Labeled-object pointing items
----

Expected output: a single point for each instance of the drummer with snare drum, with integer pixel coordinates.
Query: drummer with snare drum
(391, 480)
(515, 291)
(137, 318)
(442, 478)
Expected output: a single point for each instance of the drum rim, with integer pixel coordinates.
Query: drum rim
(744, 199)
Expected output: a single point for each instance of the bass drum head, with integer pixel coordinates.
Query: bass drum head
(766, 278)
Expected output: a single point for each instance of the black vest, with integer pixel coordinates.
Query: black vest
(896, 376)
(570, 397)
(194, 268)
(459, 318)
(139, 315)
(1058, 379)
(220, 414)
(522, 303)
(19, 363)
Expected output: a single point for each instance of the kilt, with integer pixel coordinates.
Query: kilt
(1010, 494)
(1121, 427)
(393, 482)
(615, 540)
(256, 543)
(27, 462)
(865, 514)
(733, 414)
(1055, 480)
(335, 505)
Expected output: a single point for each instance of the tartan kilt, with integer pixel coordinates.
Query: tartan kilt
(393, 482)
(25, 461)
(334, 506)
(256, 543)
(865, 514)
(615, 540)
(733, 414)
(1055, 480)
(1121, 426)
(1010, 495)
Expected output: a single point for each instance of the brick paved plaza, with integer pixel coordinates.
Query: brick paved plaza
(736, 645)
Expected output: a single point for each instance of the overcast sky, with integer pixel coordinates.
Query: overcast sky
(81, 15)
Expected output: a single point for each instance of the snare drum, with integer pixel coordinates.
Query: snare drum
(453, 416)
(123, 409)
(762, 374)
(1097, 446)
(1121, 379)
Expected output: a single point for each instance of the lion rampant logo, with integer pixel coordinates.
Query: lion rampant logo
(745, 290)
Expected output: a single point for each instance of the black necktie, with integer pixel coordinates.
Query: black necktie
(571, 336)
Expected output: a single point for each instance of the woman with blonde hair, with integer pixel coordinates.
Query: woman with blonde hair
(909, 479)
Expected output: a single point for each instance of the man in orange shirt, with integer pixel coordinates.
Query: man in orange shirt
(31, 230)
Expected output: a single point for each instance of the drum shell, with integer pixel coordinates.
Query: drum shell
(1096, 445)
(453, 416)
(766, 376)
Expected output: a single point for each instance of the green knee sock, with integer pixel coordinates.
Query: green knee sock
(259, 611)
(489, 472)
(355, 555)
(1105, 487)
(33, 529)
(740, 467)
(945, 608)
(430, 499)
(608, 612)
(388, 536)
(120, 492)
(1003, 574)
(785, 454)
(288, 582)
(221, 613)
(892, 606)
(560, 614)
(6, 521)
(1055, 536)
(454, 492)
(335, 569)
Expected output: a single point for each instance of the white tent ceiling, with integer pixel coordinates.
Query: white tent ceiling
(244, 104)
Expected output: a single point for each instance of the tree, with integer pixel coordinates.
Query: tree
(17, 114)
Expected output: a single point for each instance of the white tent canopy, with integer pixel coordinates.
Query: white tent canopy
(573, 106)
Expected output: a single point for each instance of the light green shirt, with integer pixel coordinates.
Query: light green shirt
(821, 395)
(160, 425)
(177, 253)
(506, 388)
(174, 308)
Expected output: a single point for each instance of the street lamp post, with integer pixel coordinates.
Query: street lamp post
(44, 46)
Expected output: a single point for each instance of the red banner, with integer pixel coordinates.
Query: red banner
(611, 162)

----

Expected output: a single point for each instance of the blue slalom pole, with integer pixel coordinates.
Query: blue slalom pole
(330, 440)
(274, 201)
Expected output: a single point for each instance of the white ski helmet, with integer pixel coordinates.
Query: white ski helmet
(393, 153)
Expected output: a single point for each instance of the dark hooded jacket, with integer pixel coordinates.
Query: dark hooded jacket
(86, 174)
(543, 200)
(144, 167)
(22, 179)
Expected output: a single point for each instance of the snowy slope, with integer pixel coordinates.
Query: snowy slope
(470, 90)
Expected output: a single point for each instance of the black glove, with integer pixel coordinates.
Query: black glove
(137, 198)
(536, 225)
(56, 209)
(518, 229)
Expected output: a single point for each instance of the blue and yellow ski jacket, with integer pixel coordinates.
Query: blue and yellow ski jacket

----

> [EXERCISE DETAILS]:
Pick out each line of the items above that contains the word "blonde", and copy those lines.

> [TASK OUTPUT]:
Expected output: a single point for each instance of the woman with blonde hair, with integer pixel coordinates.
Query: woman with blonde hair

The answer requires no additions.